▸ TASK INSTRUCTIONS
Lay out the material below as a JSON list of strings, one string per line, covering everything from its start through the line that contains "[157,149,188,320]", both ends included. Omit blank lines and the pictures.
----
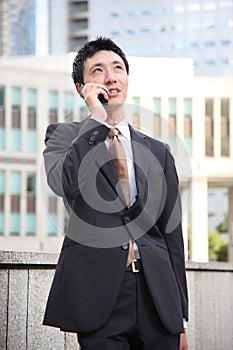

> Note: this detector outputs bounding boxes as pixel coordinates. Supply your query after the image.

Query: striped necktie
[108,128,134,266]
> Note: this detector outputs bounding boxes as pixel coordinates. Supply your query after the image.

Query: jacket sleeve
[43,123,82,198]
[157,149,188,320]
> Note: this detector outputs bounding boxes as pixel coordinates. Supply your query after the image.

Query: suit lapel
[80,118,151,202]
[130,126,151,198]
[82,119,125,205]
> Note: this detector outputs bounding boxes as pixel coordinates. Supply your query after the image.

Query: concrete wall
[0,252,233,350]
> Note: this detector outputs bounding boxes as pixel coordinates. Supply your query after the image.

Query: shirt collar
[90,120,131,140]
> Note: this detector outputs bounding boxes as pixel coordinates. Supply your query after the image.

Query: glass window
[111,12,120,18]
[155,7,167,15]
[221,39,231,46]
[219,0,233,8]
[141,28,150,34]
[26,89,37,152]
[141,10,151,16]
[125,10,136,17]
[0,86,6,150]
[126,29,135,34]
[10,171,21,235]
[203,1,217,11]
[10,87,21,151]
[64,92,74,121]
[153,97,161,137]
[184,98,192,156]
[220,98,230,157]
[205,41,215,47]
[174,5,184,13]
[205,59,215,66]
[187,3,201,12]
[26,173,36,236]
[132,97,140,130]
[0,170,5,235]
[188,41,199,49]
[47,195,57,236]
[168,98,176,154]
[205,98,214,157]
[49,91,58,124]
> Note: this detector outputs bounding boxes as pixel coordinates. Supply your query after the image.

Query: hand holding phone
[80,84,108,104]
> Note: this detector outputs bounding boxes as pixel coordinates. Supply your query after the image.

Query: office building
[89,0,233,76]
[0,54,233,261]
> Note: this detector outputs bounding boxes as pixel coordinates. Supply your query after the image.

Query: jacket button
[122,243,129,250]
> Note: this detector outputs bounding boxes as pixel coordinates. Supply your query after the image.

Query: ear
[75,83,81,95]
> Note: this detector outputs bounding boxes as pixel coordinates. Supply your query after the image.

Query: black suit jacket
[44,118,188,334]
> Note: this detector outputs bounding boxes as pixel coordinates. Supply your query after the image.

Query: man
[44,37,188,350]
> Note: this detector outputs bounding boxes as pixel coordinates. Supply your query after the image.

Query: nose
[105,70,117,85]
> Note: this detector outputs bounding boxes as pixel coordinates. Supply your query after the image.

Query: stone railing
[0,252,233,350]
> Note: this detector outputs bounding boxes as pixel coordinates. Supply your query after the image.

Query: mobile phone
[80,84,108,104]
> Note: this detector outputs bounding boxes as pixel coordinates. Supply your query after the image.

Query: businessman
[44,37,188,350]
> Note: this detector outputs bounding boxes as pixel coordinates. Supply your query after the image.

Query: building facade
[0,55,233,261]
[89,0,233,76]
[0,0,68,56]
[0,0,233,76]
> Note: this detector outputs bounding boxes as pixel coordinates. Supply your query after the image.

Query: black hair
[71,36,129,84]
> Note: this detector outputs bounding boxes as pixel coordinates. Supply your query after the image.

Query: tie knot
[108,128,120,139]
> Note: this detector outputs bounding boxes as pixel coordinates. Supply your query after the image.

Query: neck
[105,105,125,126]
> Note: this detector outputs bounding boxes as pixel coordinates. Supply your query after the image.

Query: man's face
[83,50,128,104]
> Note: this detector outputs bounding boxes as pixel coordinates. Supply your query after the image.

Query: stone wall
[0,252,233,350]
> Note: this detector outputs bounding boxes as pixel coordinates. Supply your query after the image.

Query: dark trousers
[78,272,180,350]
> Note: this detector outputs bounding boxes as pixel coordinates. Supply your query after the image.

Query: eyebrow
[90,60,124,70]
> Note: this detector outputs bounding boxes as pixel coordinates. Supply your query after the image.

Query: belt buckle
[131,260,140,273]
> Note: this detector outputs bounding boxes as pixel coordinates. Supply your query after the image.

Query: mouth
[108,89,120,97]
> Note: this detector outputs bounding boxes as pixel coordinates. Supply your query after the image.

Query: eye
[115,64,123,69]
[93,67,102,73]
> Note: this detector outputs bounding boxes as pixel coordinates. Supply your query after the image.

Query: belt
[125,260,142,273]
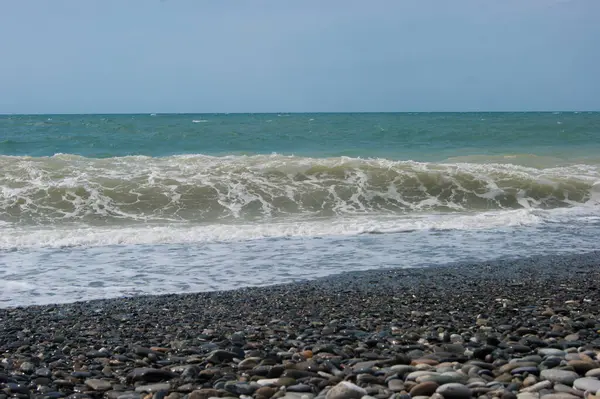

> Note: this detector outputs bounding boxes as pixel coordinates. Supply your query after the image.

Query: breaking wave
[0,154,600,225]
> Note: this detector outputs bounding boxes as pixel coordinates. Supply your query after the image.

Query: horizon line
[0,109,600,116]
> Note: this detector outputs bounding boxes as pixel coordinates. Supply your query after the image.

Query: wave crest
[0,154,600,224]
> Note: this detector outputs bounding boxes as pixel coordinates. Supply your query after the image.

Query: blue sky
[0,0,600,113]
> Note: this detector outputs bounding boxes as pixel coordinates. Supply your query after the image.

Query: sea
[0,112,600,307]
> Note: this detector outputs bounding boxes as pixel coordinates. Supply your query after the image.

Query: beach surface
[0,252,600,399]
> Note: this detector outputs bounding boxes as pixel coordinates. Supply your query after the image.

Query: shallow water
[0,113,600,306]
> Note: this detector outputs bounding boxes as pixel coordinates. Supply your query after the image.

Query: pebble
[410,381,439,398]
[85,378,112,391]
[540,369,579,385]
[0,253,600,399]
[585,368,600,378]
[522,380,554,392]
[573,377,600,392]
[325,381,367,399]
[435,383,472,399]
[517,392,540,399]
[135,383,171,393]
[538,348,567,357]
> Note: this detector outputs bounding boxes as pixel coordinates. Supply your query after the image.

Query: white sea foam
[0,206,599,250]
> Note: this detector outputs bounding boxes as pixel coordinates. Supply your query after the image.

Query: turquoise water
[0,112,600,161]
[0,113,600,306]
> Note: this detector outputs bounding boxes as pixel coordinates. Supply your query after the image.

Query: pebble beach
[0,252,600,399]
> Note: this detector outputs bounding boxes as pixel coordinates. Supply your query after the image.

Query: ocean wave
[0,154,600,225]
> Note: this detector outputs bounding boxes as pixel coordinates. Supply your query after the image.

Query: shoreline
[0,250,600,313]
[0,251,600,399]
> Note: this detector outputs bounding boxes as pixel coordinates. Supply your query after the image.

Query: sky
[0,0,600,114]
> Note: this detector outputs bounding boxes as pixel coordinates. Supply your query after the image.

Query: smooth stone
[256,378,279,387]
[567,360,598,374]
[498,362,537,374]
[404,371,440,381]
[523,374,538,387]
[573,377,600,392]
[517,392,540,399]
[435,383,472,399]
[135,383,171,393]
[187,388,220,399]
[19,362,35,374]
[509,355,544,364]
[286,384,312,392]
[255,387,277,399]
[416,372,469,385]
[541,392,580,399]
[325,381,367,399]
[585,368,600,378]
[510,367,540,375]
[388,379,404,392]
[540,369,579,385]
[85,378,112,391]
[538,348,567,357]
[410,381,439,398]
[127,368,177,382]
[554,384,583,398]
[281,392,315,399]
[206,349,240,363]
[521,380,553,392]
[35,367,52,377]
[390,364,417,376]
[238,357,262,370]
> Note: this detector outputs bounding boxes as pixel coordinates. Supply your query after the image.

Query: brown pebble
[410,359,440,366]
[256,387,277,399]
[410,381,439,397]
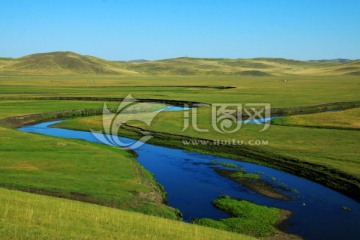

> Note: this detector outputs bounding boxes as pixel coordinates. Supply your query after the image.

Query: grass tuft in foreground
[0,188,253,240]
[195,196,282,237]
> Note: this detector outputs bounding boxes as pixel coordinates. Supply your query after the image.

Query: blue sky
[0,0,360,60]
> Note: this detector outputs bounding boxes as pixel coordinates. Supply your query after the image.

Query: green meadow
[0,188,254,240]
[0,52,360,239]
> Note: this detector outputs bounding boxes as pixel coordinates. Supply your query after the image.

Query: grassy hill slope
[0,52,360,76]
[0,188,254,240]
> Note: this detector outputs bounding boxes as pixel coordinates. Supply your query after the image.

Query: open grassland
[0,100,165,120]
[272,108,360,130]
[0,188,254,240]
[0,75,360,107]
[0,127,177,219]
[58,108,360,177]
[0,52,360,76]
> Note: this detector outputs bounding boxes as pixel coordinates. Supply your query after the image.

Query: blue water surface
[19,121,360,240]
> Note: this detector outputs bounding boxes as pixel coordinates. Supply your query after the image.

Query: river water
[19,121,360,240]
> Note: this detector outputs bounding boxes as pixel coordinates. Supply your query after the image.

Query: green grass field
[58,108,360,178]
[0,53,360,239]
[0,188,254,240]
[273,108,360,130]
[0,128,177,219]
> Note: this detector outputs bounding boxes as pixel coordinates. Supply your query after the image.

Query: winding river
[19,121,360,240]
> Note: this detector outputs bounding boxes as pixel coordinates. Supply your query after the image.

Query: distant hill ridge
[0,52,360,76]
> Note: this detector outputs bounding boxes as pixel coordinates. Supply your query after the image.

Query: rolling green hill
[0,52,360,76]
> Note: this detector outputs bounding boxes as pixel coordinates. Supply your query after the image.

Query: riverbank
[0,103,360,201]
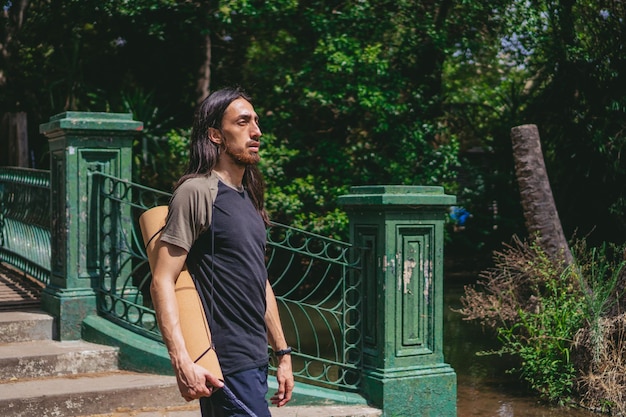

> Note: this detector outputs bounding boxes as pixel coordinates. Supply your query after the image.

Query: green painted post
[39,112,143,340]
[339,185,456,417]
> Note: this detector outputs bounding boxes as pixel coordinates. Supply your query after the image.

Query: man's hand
[270,354,294,407]
[176,362,224,401]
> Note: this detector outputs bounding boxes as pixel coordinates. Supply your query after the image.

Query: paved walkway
[81,404,381,417]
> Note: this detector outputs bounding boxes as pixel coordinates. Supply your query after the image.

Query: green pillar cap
[338,185,456,206]
[39,111,143,133]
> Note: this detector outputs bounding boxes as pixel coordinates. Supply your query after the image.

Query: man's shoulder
[176,174,218,194]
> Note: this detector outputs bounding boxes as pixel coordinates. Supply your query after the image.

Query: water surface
[444,267,601,417]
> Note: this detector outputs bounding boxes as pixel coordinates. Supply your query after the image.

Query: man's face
[221,98,261,165]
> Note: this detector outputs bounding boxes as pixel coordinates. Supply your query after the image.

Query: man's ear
[209,127,222,145]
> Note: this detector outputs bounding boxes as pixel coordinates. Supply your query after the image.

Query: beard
[224,142,261,166]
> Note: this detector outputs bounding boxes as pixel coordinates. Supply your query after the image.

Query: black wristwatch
[274,346,293,356]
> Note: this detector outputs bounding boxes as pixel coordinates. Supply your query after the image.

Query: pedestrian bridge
[0,112,456,416]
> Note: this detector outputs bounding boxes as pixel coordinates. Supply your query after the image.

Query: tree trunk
[511,125,572,265]
[0,112,29,168]
[196,33,211,104]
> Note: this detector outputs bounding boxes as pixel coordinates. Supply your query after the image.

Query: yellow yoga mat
[139,206,224,381]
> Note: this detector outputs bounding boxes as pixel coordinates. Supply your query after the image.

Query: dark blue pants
[200,366,271,417]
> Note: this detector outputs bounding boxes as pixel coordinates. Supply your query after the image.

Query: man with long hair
[151,88,294,417]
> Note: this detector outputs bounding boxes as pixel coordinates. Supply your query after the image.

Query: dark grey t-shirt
[161,177,268,375]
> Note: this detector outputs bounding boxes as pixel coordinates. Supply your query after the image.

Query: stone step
[80,401,382,417]
[0,340,118,382]
[0,371,187,417]
[0,310,54,343]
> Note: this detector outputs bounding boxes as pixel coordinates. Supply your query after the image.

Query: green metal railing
[92,172,361,391]
[0,167,50,285]
[0,167,361,391]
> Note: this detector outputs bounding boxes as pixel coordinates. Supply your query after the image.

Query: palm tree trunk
[511,125,572,265]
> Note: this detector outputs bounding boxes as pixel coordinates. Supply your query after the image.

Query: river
[444,265,601,417]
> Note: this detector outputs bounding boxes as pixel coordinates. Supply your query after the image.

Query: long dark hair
[174,88,269,224]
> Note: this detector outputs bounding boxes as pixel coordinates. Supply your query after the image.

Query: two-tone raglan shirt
[161,173,269,375]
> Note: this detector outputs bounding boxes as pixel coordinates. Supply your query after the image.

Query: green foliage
[461,239,626,404]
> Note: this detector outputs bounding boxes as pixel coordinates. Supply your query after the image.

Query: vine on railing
[93,172,361,390]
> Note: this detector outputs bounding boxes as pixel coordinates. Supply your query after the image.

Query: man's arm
[150,240,223,401]
[265,280,294,407]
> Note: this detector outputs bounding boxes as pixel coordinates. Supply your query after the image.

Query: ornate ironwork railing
[0,168,361,391]
[0,167,50,284]
[92,172,361,391]
[267,224,361,390]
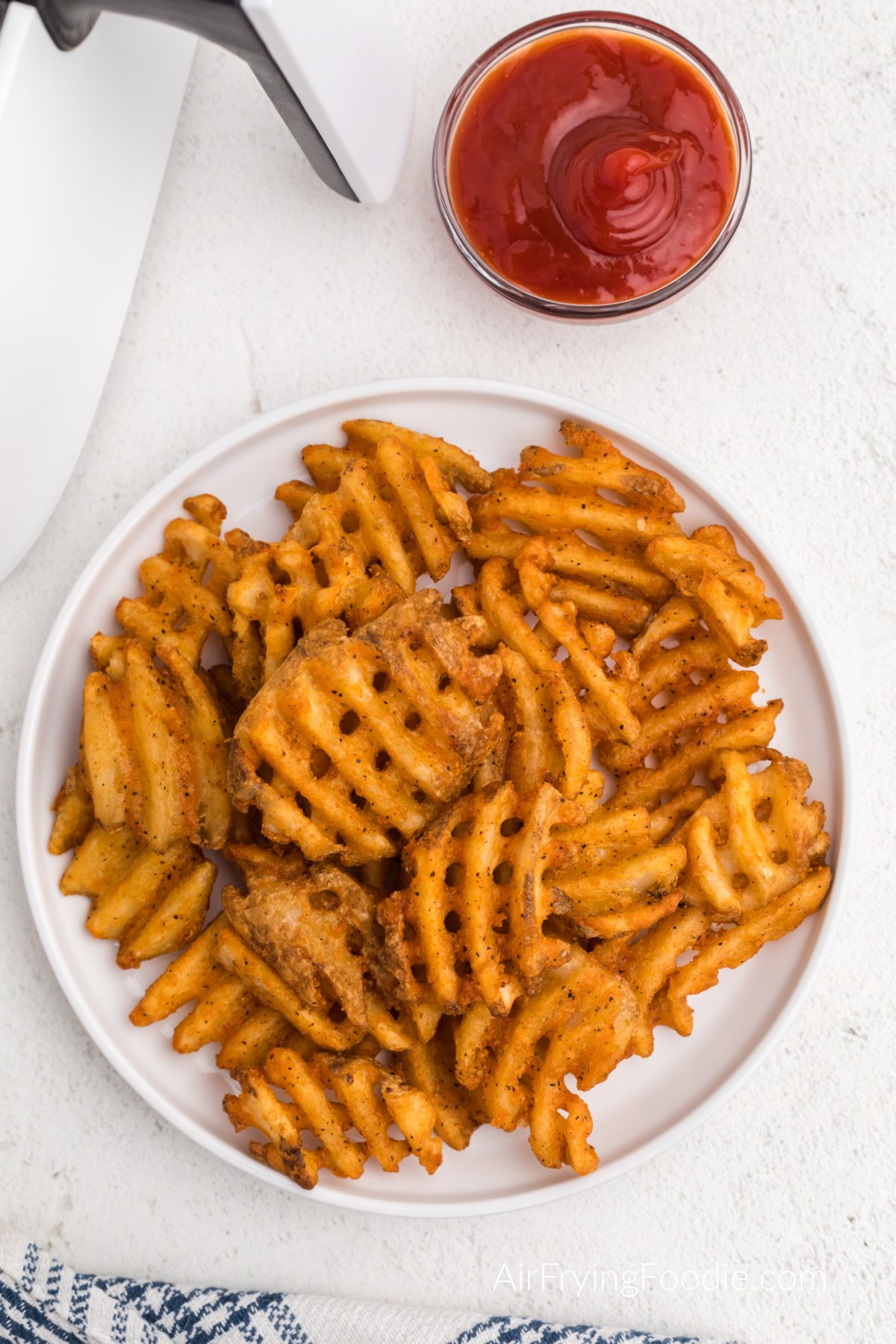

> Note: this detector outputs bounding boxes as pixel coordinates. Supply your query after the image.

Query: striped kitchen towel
[0,1236,732,1344]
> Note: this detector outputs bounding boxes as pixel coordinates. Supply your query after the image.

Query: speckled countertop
[0,0,896,1344]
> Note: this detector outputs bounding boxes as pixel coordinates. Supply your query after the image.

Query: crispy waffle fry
[457,951,635,1175]
[227,532,402,702]
[467,561,591,798]
[395,1018,479,1149]
[49,749,94,853]
[230,590,501,863]
[84,640,231,853]
[547,808,688,938]
[50,418,830,1188]
[619,906,712,1057]
[131,912,370,1054]
[228,845,373,1027]
[302,420,491,494]
[681,751,830,919]
[59,825,217,966]
[376,781,583,1015]
[224,1048,442,1189]
[657,868,830,1036]
[91,494,237,669]
[647,526,783,667]
[295,438,471,595]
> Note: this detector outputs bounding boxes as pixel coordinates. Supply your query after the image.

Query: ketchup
[449,27,738,304]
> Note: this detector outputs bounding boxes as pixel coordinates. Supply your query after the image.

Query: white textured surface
[0,0,896,1344]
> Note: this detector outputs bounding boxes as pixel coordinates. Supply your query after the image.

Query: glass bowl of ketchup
[432,10,751,321]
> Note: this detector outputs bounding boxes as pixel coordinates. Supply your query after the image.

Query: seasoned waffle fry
[47,747,94,853]
[619,906,712,1057]
[547,808,688,938]
[227,532,402,702]
[376,781,585,1015]
[59,825,217,966]
[224,1048,442,1189]
[457,951,635,1175]
[222,845,373,1027]
[91,494,237,671]
[230,588,501,863]
[657,868,830,1036]
[471,457,681,554]
[647,526,783,667]
[681,751,830,919]
[84,640,231,853]
[298,438,471,595]
[395,1018,479,1149]
[50,418,830,1188]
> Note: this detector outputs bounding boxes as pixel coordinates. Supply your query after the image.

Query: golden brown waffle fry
[467,561,591,798]
[393,1018,481,1149]
[376,781,585,1015]
[227,521,402,702]
[91,494,237,671]
[657,868,830,1036]
[681,751,830,919]
[59,825,217,966]
[228,845,373,1027]
[619,906,712,1057]
[224,1048,442,1189]
[131,914,370,1054]
[230,588,501,864]
[547,808,688,938]
[471,449,681,554]
[84,640,231,853]
[455,951,637,1175]
[298,438,471,595]
[647,526,783,667]
[47,747,94,853]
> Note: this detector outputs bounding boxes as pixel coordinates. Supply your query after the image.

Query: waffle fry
[224,1048,442,1189]
[222,845,373,1027]
[682,751,830,919]
[457,951,635,1175]
[59,825,217,966]
[376,781,583,1015]
[227,532,402,702]
[50,418,830,1188]
[84,640,231,853]
[547,808,688,938]
[395,1018,481,1149]
[230,590,501,864]
[657,868,830,1036]
[47,747,94,853]
[91,494,237,671]
[298,438,471,597]
[647,526,783,667]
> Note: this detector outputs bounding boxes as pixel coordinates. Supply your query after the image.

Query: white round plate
[17,379,852,1216]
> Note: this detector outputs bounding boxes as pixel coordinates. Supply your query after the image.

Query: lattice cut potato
[646,524,783,667]
[84,640,231,853]
[59,824,217,966]
[376,781,585,1015]
[230,588,501,864]
[91,494,237,669]
[681,751,830,918]
[222,844,373,1027]
[295,437,471,597]
[455,949,637,1175]
[224,1048,442,1189]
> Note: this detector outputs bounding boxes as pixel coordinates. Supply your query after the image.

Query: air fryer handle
[24,0,414,200]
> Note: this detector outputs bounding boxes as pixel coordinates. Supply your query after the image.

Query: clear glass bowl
[432,10,751,323]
----
▸ CORRECT OUTPUT
[
  "> Note: this detector outputs bounding boxes as pixel coordinates. Supply your query after the image.",
  "Query: striped necktie",
  "[108,128,134,266]",
  "> Note: this detector outputs bounding boxes as pixel coordinates. Supply your query after the image.",
  "Query: jacket sleeve",
  "[43,123,82,198]",
  "[157,149,188,320]"
]